# TEXTO DO DOCUMENTO
<<<<

Ao receber o diagnóstico de um tumor cerebral, muitas pessoas se surpreendem ao saber que, em alguns casos, a cirurgia pode ser realizada com o paciente acordado. Não é raro que pacientes já tenham visto vídeos de pessoas tocando violão, conversando ou realizando tarefas durante esse tipo de procedimento, o que naturalmente causa curiosidade e apreensão.

Apesar de parecer assustadora à primeira vista, a cirurgia com o paciente acordado é uma técnica bem estabelecida e amplamente utilizada em centros especializados no mundo todo. Seu objetivo é muito claro: permitir a retirada do máximo possível do tumor, preservando funções essenciais, especialmente relacionadas a fala e cognição.

 

O que é a cirurgia com o paciente acordado?

A cirurgia com o paciente acordado, também chamada de awake craniotomy, é um procedimento em que parte da operação ocorre com o paciente consciente, porém sem dor. Isso é possível graças ao uso de técnicas modernas de anestesia e monitorização, que garantem conforto e segurança durante todo o procedimento.

Durante a cirurgia, o neurocirurgião pode pedir ao paciente que fale, movimente braços ou pernas, realize cálculos simples e execute testes de memória e raciocínio. É importante ressaltar que esses testes neuropsicológicos também são realizados antes da cirurgia, permitindo que a equipe tenha uma referência do funcionamento cerebral do paciente.

Essas interações possibilitam que a equipe identifique, em tempo real, áreas do cérebro responsáveis por funções essenciais, garantindo que sejam preservadas durante a retirada do tumor.

 

Por que essa técnica é importante nos gliomas?

Os gliomas são tumores que costumam se infiltrar no tecido cerebral e, muitas vezes, se localizam próximos a áreas chamadas de eloquentes, responsáveis pelas funções essenciais (fala, memória, visão, movimentos, coordenação, etc).

A cirurgia com o paciente acordado permite mapear essas áreas durante a cirurgia e, consequentemente, aumentar a chance de retirar mais tumor, com segurança.

Diversos estudos mostram que quanto maior a retirada do glioma, melhor tende a ser o controle da doença, desde que isso seja feito sem causar déficits neurológicos.

 

A cirurgia acordado dói?

>>>>

# INSTRUÇÃO DA TAREFA 1
Responda às perguntas abaixo com base no texto sobre a cirurgia com o paciente acordado.
(a) Que outro nome o texto dá à cirurgia com o paciente acordado?
(b) Segundo o texto, o que os gliomas costumam fazer no tecido cerebral?
(c) Quais funções o objetivo da técnica busca preservar especialmente?
# INSTRUÇÃO DA TAREFA 2
Reproduza fielmente o trecho do texto sobre a cirurgia com o paciente acordado, começando em "Durante a cirurgia, o" e terminando em "importante nos gliomas?".

# LINHAS FORNECIDAS
<<<<

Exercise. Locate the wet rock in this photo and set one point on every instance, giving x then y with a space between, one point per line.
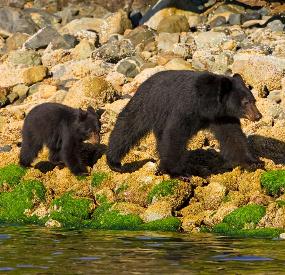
115 51
207 40
140 35
13 20
42 38
24 57
130 66
15 41
34 74
259 70
250 16
173 24
211 196
156 211
166 41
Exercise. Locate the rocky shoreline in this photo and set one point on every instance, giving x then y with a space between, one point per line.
83 54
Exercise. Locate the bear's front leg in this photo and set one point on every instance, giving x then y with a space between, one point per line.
70 155
234 145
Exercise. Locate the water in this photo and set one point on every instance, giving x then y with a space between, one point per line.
33 250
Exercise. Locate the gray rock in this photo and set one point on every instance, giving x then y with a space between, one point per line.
250 16
235 19
173 24
24 57
42 38
217 62
5 148
115 51
139 35
166 41
130 67
42 18
13 20
276 26
207 40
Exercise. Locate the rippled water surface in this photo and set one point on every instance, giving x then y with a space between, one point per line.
33 250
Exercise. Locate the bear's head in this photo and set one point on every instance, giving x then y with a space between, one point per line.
88 125
236 99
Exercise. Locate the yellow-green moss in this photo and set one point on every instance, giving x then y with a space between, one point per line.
246 215
167 224
71 212
225 229
98 178
273 182
163 189
25 196
11 174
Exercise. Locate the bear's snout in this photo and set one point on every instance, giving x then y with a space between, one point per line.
94 138
252 113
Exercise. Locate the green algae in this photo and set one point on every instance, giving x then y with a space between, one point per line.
14 204
273 182
166 224
11 174
225 229
163 189
71 212
98 178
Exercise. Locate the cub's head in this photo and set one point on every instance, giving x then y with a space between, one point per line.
237 100
88 125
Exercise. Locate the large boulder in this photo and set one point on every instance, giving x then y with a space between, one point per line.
260 71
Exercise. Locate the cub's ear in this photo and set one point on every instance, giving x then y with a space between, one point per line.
99 112
90 109
81 115
225 88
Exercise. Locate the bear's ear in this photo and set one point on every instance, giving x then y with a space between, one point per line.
238 76
90 109
225 88
81 114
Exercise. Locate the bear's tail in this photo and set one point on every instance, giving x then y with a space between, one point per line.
130 127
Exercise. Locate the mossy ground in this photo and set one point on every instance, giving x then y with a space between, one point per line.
163 189
273 182
11 174
25 196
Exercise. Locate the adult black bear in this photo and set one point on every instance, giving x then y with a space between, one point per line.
63 130
177 104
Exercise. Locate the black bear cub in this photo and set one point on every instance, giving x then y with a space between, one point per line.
63 130
175 105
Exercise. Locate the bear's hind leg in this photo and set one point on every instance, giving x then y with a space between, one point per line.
233 144
29 151
171 147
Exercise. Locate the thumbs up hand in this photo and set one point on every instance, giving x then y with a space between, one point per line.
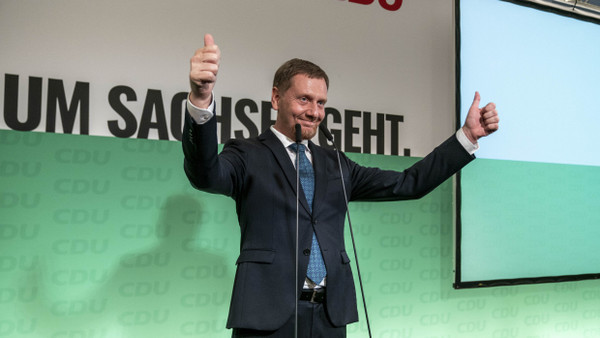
480 122
204 66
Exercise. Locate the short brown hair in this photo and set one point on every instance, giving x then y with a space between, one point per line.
285 73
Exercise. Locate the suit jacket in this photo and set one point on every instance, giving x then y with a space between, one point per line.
258 174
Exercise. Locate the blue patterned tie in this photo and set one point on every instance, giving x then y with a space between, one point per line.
316 266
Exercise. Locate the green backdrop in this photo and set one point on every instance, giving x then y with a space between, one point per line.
104 237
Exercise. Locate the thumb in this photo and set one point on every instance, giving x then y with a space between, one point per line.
476 100
208 40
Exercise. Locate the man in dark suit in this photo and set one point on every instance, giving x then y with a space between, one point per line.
260 175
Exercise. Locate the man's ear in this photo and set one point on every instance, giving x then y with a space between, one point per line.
275 98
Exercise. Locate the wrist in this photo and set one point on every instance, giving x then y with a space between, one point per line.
469 135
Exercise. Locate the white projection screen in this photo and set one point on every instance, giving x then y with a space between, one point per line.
528 209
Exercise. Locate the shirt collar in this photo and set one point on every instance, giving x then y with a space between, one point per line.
286 141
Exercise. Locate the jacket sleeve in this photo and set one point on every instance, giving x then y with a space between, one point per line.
205 168
373 184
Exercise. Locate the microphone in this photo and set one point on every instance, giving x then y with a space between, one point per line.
327 134
329 137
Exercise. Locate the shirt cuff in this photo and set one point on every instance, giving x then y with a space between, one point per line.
201 115
465 142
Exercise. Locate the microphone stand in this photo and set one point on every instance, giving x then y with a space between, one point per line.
298 141
362 292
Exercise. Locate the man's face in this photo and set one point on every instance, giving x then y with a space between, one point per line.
303 103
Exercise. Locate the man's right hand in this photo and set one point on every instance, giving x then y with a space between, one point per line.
204 66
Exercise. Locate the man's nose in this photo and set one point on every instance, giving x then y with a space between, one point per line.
313 110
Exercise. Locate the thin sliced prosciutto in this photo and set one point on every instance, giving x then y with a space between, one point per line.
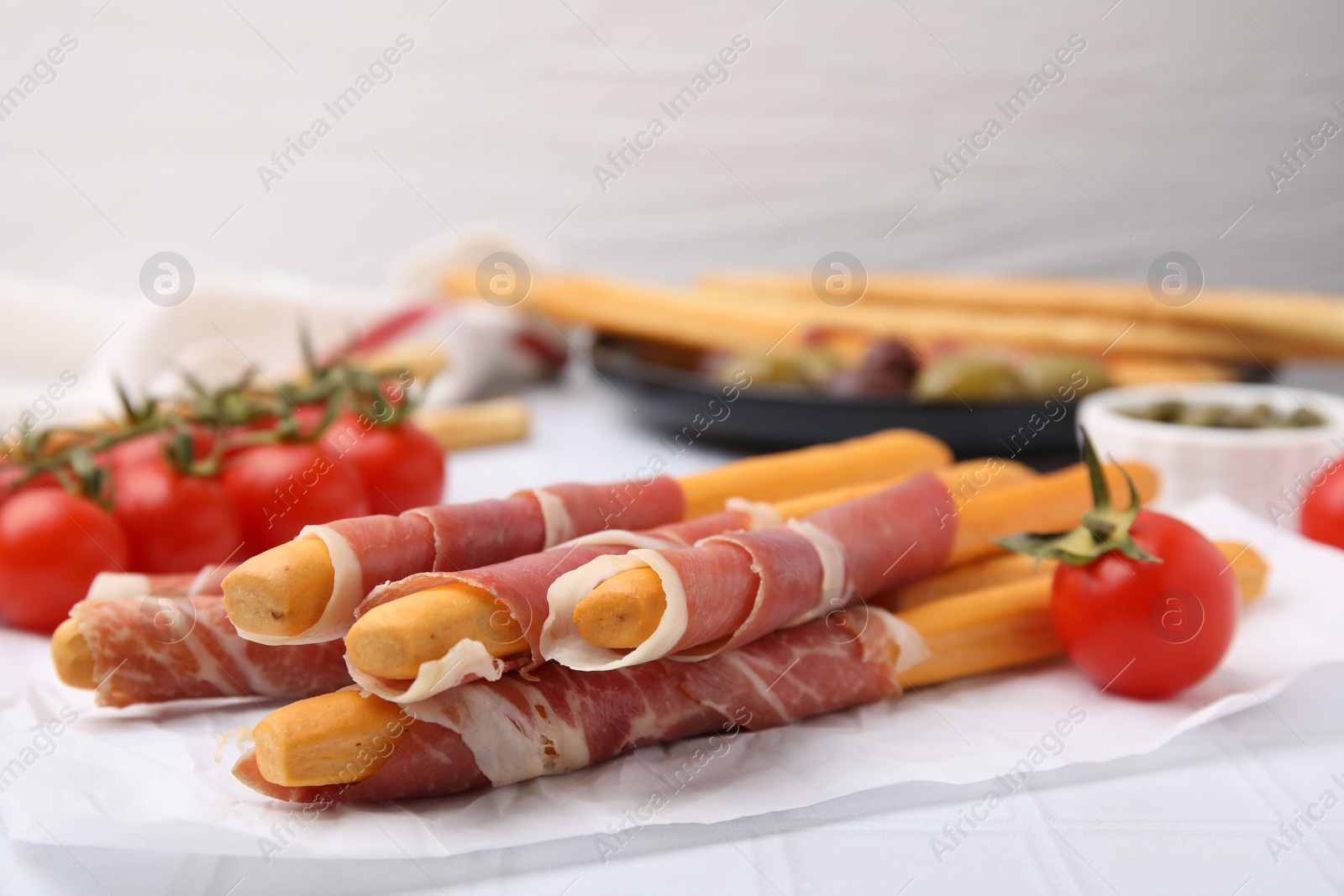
159 638
501 732
732 589
373 550
521 587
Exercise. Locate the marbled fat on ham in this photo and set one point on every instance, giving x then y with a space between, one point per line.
620 506
780 578
511 730
732 589
521 589
479 533
894 537
158 647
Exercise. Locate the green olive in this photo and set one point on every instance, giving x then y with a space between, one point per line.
967 378
1054 375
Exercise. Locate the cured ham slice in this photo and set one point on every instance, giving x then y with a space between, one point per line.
729 590
521 589
501 732
159 638
373 550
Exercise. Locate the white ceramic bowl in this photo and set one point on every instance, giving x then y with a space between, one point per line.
1265 470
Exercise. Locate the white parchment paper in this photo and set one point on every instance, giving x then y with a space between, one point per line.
147 778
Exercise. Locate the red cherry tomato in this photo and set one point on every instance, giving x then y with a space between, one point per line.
174 521
1323 511
1144 629
51 546
279 490
401 465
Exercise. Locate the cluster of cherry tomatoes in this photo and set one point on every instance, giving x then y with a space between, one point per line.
174 495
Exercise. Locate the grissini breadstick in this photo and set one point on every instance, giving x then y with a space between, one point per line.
1012 567
461 426
617 607
1312 322
344 748
757 324
141 638
307 590
969 577
407 631
1010 625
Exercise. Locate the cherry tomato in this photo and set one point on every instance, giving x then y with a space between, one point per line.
1144 629
140 449
1323 511
51 546
401 465
279 490
174 521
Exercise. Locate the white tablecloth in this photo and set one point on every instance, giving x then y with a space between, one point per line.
1195 815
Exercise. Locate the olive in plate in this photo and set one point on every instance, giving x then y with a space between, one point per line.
1046 375
967 378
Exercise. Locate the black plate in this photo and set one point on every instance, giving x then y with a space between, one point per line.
765 416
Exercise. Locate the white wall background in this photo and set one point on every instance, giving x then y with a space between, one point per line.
152 132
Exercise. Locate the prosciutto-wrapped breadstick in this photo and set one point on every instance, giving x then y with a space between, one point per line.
306 591
434 631
727 590
143 638
501 732
343 747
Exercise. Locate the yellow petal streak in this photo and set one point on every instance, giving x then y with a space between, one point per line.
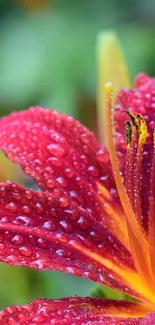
129 277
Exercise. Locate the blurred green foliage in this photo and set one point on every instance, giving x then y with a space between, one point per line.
48 57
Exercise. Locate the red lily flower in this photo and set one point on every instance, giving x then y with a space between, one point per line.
85 220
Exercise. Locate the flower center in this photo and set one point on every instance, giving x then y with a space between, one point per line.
141 244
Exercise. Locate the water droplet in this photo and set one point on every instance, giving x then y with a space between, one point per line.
50 183
18 239
12 207
2 192
66 226
1 239
63 202
50 225
24 220
49 170
26 209
39 319
69 172
79 180
76 165
29 195
84 159
102 156
17 196
84 138
61 181
56 150
11 321
25 251
5 219
83 223
38 162
39 170
41 243
39 207
55 161
60 252
93 171
56 192
71 214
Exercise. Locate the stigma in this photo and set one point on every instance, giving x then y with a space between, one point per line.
142 242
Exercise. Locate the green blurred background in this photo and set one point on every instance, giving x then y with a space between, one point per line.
48 57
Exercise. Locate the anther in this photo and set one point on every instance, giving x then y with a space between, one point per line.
128 130
143 133
133 118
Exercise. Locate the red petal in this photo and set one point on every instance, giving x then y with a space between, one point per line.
48 145
148 319
37 231
64 156
77 311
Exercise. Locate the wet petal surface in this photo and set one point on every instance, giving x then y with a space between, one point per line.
37 231
77 311
64 156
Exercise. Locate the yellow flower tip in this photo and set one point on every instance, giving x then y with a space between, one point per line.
111 66
143 132
108 88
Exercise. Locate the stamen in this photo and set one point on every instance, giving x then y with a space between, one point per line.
129 167
152 210
138 242
128 130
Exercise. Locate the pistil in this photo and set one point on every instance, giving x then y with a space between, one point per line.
137 237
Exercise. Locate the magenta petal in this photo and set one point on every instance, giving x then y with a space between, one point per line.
149 319
74 310
55 149
36 230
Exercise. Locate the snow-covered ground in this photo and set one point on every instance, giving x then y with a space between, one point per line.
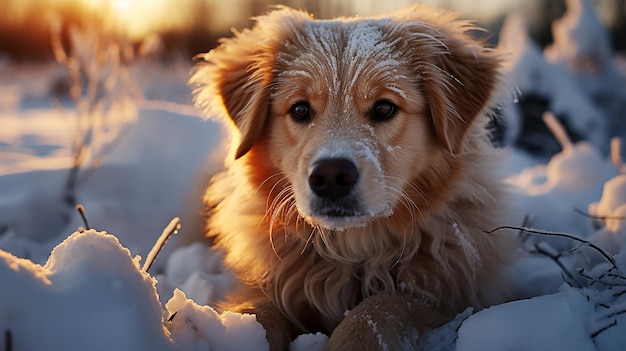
88 290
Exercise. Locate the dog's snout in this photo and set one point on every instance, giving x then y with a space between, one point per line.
333 178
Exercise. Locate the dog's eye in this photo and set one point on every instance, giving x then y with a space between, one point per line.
301 112
383 110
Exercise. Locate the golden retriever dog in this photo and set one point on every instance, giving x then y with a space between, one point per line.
360 179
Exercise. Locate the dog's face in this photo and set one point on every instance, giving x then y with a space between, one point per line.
356 115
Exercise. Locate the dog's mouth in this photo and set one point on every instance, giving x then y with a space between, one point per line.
337 217
335 201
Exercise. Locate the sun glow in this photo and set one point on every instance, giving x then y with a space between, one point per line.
138 18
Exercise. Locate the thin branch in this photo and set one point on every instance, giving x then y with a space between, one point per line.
81 210
172 228
616 154
603 252
558 131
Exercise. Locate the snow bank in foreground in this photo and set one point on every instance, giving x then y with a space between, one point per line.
92 295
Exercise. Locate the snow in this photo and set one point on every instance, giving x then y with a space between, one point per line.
64 288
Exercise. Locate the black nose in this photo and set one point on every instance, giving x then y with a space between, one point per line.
333 178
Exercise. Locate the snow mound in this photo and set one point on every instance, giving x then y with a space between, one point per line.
92 295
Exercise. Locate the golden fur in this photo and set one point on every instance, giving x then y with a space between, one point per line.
408 249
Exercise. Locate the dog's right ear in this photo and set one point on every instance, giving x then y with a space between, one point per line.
232 83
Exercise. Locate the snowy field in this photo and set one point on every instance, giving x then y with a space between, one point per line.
146 159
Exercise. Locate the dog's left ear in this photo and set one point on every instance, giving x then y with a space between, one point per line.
232 83
458 76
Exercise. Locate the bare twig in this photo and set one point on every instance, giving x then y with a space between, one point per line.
81 210
600 250
8 340
172 228
558 131
616 154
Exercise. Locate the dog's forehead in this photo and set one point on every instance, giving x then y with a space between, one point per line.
343 54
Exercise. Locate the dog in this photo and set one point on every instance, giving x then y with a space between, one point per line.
360 178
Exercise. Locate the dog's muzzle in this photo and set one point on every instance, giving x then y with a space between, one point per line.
333 181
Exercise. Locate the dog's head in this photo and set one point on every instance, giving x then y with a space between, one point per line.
357 116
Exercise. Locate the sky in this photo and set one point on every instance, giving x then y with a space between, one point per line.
140 17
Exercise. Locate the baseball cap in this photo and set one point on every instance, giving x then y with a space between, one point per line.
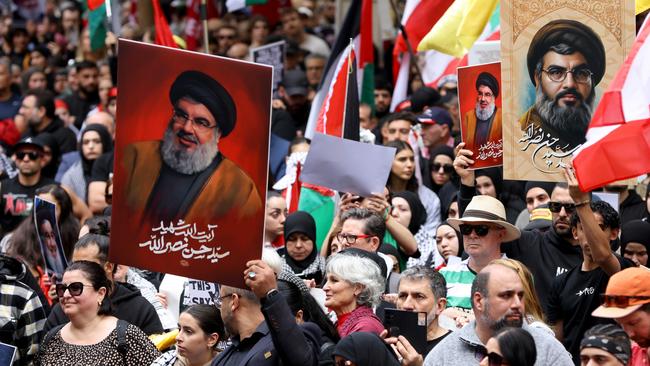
626 292
29 142
295 82
436 115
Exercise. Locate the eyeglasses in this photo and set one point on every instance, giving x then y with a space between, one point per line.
620 301
556 207
558 74
31 154
75 289
351 238
480 230
447 168
199 124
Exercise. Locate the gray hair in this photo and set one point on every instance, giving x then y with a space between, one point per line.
358 270
373 223
434 278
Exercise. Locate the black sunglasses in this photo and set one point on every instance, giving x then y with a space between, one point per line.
556 207
75 289
480 230
32 155
447 168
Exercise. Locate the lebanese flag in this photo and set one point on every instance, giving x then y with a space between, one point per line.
618 138
164 35
335 108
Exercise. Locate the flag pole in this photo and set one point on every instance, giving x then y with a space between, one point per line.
204 20
408 44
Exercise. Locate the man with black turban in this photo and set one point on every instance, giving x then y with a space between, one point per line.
566 60
483 123
184 176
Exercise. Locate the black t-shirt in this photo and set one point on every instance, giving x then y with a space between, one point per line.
102 168
433 343
574 296
547 256
17 201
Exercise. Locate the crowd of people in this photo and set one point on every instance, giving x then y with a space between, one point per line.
499 272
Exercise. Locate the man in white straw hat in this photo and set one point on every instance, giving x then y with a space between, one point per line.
484 228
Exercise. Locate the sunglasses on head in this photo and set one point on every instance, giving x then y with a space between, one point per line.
480 230
620 301
75 288
556 207
31 154
447 168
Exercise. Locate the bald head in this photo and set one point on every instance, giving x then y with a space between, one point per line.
104 119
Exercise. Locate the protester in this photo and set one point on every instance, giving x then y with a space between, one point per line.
95 140
22 303
510 346
449 243
364 349
402 178
302 256
627 300
497 302
200 330
127 302
605 344
354 284
635 240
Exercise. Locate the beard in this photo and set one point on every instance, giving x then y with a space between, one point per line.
484 113
570 121
184 161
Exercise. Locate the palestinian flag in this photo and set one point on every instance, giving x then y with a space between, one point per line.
335 108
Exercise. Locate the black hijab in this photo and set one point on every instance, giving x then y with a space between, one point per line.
418 212
107 145
300 222
365 349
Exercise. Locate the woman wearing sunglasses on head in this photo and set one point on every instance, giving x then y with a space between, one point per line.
200 330
93 336
510 346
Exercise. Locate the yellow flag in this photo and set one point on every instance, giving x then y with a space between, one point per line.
460 26
641 6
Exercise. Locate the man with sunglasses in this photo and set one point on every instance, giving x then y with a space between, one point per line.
18 193
484 228
627 300
498 301
575 294
185 176
547 254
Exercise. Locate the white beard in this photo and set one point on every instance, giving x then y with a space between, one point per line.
484 114
184 161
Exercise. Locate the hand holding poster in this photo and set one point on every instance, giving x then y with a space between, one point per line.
557 59
49 238
479 100
191 161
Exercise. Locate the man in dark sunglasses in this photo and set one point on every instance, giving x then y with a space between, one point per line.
576 293
497 302
627 301
547 254
17 193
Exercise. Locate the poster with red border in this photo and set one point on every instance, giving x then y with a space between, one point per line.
191 162
479 99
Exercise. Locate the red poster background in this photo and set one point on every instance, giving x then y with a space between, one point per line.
145 74
467 102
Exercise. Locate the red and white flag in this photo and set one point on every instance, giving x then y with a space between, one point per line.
618 138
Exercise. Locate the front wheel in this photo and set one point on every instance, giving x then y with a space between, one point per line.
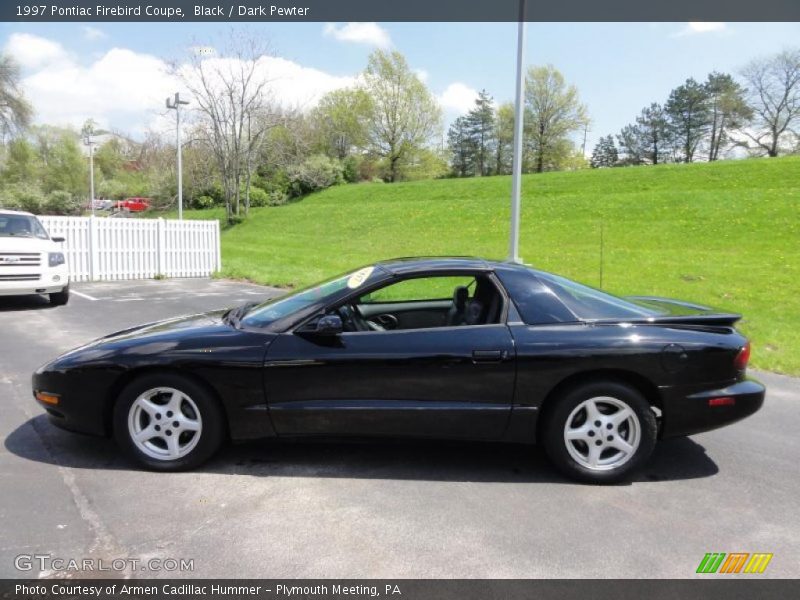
60 298
167 422
600 432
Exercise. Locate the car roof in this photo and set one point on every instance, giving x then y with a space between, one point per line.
425 264
4 211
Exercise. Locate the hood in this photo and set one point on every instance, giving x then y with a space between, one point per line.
198 323
169 334
27 244
668 310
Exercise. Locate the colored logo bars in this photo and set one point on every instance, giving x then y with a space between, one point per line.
735 562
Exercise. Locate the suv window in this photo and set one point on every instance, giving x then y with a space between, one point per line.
21 226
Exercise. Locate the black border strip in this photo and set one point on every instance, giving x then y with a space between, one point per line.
401 10
710 587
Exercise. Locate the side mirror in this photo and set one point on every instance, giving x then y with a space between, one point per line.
329 325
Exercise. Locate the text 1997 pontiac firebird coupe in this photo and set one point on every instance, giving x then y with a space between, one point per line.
455 348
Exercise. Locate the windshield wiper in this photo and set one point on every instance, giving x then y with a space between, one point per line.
234 315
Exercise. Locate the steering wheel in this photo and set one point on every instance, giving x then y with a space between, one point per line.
352 319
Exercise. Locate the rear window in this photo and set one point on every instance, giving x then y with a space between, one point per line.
590 303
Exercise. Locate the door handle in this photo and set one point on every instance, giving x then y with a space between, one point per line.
489 355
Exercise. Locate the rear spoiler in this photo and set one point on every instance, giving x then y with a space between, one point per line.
684 313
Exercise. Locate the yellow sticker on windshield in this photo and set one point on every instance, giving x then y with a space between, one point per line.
359 277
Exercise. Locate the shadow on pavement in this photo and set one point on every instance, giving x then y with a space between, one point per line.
29 302
39 441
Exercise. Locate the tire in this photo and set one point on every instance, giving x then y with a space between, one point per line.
627 432
179 423
60 298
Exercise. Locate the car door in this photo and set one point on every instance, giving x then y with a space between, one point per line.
451 382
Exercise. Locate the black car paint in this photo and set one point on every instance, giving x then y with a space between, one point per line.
477 382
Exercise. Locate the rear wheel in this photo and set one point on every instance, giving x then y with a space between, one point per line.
60 298
600 432
167 422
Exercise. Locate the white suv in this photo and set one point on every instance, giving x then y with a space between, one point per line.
31 262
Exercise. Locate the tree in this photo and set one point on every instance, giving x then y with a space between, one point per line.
605 153
15 112
405 116
341 121
631 142
774 95
461 147
480 129
653 128
231 92
689 116
63 165
503 138
21 162
729 110
553 113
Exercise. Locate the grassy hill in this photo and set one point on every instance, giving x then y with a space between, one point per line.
726 234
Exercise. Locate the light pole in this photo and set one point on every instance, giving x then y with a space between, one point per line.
175 105
516 168
90 144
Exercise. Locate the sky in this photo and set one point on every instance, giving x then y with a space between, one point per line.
115 73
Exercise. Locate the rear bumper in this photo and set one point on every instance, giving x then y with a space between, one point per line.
687 411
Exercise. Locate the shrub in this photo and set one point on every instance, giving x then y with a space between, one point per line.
351 169
258 197
60 202
316 173
203 202
23 196
277 198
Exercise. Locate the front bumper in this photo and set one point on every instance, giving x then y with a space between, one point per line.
21 281
80 407
687 410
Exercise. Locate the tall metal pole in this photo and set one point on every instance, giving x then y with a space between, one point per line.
91 175
90 144
176 105
516 169
180 162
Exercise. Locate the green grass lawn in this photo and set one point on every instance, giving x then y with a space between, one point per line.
725 233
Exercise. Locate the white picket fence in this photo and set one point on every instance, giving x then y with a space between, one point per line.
99 248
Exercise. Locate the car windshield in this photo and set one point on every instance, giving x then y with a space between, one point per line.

>>>>

# RESPOSTA 1
(a) Awake craniotomy.
(b) Costumam se infiltrar no tecido cerebral.
(c) Funções relacionadas a fala e cognição.

# RESPOSTA 2
Durante a cirurgia, o neurocirurgião pode pedir ao paciente que fale, movimente braços ou pernas, realize cálculos simples e execute testes de memória e raciocínio. É importante ressaltar que esses testes neuropsicológicos também são realizados antes da cirurgia, permitindo que a equipe tenha uma referência do funcionamento cerebral do paciente.

Essas interações possibilitam que a equipe identifique, em tempo real, áreas do cérebro responsáveis por funções essenciais, garantindo que sejam preservadas durante a retirada do tumor.

 

Por que essa técnica é importante nos gliomas?